国民民主党も、公明党も最後は高市首相に味方した…取り残された立憲民主党から漏れる”苦悩の声”

日本社会を支配しているのは、理屈や規則よりもその場の「空気」だと言われる。政治もその例外ではない。
2025年、確かに日本政治の「空気」は大きく変化した。憲政史上初めての女性の首相が誕生したことが最も大きいが、その女性・高市早苗氏の独特の雰囲気が作り出す「場の空気」が、永田町から広がり日本全体を覆ってしまったようだ。
新語・流行語大賞に高市首相の「働いて5連発」が選ばれ、バッグやボールペンなど首相が愛用する物を買って応援したいという「サナ活」という言葉も生まれた。内閣支持率も、70%を超えるような極めて高い水準が続いている。
最近出会った九州地方の自民党の地方議員がこんな風に言っていたのが印象に残った。「総裁選では実は他の人を応援したのだけど、高市さんになって今は良かったと思っています。ちょっと危なっかしいところもあるが、何しろ明るくて行動的。自民党の不振が続いた嫌な雰囲気を変えてくれるように頑張ってほしいと期待しています」
ただ、「高市推し」の空気が広がる一方で、マスコミや野党議員が高市政権を批判すると「早苗の敵は日本の敵」「首相の足を引っ張るのは反日サヨクか中国の回し者」といった罵詈雑言の書き込みがSNSなどネット上にあふれることになる。
高市首相への批判には内容にかかわらず攻撃が殺到する変な空気まで広がっているのは心配だ。世の中が一つの空気に流されるだけだとロクなことが起きないのは歴史が証明済みだ。
政権発足後2カ月の内閣支持率を見ると、朝日新聞の調査では68%(前月比-1ポイント)、産経新聞、75.9%(同+0.7ポイント)、日経新聞、75%(同±0ポイント)、毎日新聞は67%(同+2ポイント)そして読売新聞では73%(+1ポイント)とほぼ横ばいながら、高水準を維持している。
しかも読売新聞によれば、10月(発足直後)71%→11月72%→12月73%と3回連続で70%を超える水準で推移している。発足後2カ月、70%以上の水準を維持したのは、小泉純一郎内閣(87%→85%)と細川護熙内閣(72%→74%)の例があるだけだ。小泉内閣も細川内閣もその後数カ月は高支持率を維持していた。
女性初の首相というインパクトに高市首相の明るく積極的な姿勢、そして何より、積極的な経済政策を実現してくれるのではないか、という期待感が大きい。自らの国会答弁で中国との関係が険しくなっているが、それでも世論調査では「高市首相の姿勢を評価する」「答弁を撤回する必要はない」という声が多い。
- - - -
### 課題内容 1
記事の「ただ、「高市推し」の空気が広」から「必要はない」という声が多い。」まで(両端を含む)を、「世論調査」を「アンケート調査」に変更したうえで出力せよ。
記事とレコードは相互に独立している。

### 課題用レコード
- - - -
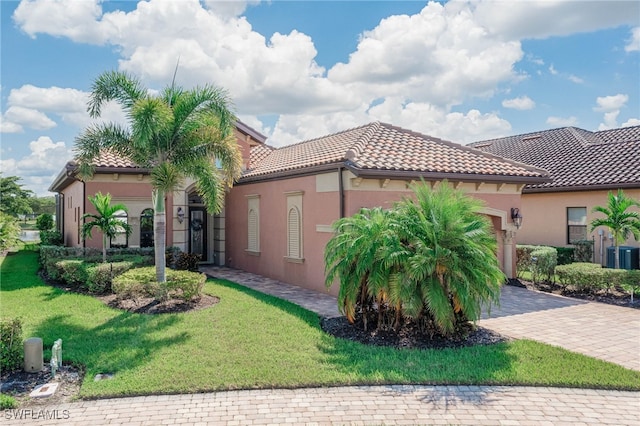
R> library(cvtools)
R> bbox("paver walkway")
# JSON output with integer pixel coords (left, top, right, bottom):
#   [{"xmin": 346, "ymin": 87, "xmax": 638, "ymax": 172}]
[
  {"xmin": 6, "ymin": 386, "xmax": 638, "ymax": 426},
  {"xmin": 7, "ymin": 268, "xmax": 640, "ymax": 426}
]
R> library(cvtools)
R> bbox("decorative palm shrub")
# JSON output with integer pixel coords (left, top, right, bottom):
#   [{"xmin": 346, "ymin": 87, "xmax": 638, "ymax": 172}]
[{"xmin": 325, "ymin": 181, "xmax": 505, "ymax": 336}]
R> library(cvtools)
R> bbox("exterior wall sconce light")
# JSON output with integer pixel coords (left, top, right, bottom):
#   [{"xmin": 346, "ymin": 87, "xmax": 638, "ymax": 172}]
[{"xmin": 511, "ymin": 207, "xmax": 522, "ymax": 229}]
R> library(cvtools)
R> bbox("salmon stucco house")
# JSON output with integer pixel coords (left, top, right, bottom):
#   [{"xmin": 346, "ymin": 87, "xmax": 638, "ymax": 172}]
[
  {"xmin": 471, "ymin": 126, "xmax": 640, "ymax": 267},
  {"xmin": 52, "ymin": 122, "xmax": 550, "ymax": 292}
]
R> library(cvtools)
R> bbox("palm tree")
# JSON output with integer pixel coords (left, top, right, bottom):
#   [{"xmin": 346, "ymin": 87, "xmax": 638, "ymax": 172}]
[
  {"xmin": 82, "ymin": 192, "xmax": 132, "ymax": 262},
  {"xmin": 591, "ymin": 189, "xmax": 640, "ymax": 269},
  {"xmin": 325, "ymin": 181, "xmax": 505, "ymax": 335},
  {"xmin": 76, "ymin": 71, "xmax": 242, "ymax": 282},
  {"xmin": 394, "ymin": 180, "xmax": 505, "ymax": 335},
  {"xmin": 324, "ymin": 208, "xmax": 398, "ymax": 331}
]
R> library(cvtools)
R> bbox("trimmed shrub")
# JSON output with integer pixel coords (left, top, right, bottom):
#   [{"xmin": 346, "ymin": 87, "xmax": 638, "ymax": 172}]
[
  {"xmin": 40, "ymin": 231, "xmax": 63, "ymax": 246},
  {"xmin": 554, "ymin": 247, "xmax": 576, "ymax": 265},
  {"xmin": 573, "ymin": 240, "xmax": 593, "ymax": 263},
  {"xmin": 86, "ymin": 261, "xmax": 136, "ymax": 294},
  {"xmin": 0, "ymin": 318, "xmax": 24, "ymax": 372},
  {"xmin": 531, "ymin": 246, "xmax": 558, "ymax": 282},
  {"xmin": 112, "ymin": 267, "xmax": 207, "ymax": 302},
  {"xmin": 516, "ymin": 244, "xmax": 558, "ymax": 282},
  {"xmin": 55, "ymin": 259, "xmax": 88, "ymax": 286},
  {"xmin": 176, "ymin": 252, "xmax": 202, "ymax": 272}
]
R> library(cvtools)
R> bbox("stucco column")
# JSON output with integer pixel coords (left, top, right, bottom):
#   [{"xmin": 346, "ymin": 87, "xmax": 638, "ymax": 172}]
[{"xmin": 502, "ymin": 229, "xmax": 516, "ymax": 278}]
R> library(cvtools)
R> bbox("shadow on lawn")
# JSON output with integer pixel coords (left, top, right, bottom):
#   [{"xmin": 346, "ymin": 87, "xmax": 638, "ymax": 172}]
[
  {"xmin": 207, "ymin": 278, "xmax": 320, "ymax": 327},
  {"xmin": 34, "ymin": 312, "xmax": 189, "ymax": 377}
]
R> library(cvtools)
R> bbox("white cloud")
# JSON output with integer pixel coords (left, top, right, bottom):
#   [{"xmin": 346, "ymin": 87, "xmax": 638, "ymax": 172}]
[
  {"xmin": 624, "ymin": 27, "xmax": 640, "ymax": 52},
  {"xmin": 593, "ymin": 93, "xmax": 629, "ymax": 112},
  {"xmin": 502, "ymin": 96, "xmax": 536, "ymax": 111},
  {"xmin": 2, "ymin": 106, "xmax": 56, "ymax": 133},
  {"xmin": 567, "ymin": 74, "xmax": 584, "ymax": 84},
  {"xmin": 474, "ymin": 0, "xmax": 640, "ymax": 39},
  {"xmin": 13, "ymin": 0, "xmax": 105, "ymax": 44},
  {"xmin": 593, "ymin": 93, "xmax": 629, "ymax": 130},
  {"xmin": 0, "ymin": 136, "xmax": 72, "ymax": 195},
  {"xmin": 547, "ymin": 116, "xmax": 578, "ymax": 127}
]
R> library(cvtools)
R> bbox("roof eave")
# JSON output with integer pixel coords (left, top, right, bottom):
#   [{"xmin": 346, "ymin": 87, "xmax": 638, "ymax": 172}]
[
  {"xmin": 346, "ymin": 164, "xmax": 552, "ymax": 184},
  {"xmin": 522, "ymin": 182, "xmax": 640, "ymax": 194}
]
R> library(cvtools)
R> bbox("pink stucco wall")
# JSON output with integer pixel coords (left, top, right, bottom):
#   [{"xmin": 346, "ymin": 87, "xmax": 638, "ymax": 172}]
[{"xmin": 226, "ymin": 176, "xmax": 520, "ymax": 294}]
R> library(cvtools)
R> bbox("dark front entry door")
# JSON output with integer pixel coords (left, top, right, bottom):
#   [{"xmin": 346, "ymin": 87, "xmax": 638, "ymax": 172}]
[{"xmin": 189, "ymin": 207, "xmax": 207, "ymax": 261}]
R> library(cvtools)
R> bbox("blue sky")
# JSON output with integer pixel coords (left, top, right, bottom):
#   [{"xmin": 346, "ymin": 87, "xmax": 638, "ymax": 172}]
- - - -
### 課題内容 2
レコードのうち文字列「wall」を含む行を集計し、その行数のみを答えよ。大文字と小文字は区別する。

### 正解 1
ただ、「高市推し」の空気が広がる一方で、マスコミや野党議員が高市政権を批判すると「早苗の敵は日本の敵」「首相の足を引っ張るのは反日サヨクか中国の回し者」といった罵詈雑言の書き込みがSNSなどネット上にあふれることになる。
高市首相への批判には内容にかかわらず攻撃が殺到する変な空気まで広がっているのは心配だ。世の中が一つの空気に流されるだけだとロクなことが起きないのは歴史が証明済みだ。
政権発足後2カ月の内閣支持率を見ると、朝日新聞の調査では68%(前月比-1ポイント)、産経新聞、75.9%(同+0.7ポイント)、日経新聞、75%(同±0ポイント)、毎日新聞は67%(同+2ポイント)そして読売新聞では73%(+1ポイント)とほぼ横ばいながら、高水準を維持している。
しかも読売新聞によれば、10月(発足直後)71%→11月72%→12月73%と3回連続で70%を超える水準で推移している。発足後2カ月、70%以上の水準を維持したのは、小泉純一郎内閣(87%→85%)と細川護熙内閣(72%→74%)の例があるだけだ。小泉内閣も細川内閣もその後数カ月は高支持率を維持していた。
女性初の首相というインパクトに高市首相の明るく積極的な姿勢、そして何より、積極的な経済政策を実現してくれるのではないか、という期待感が大きい。自らの国会答弁で中国との関係が険しくなっているが、それでもアンケート調査では「高市首相の姿勢を評価する」「答弁を撤回する必要はない」という声が多い。

### 正解 2
2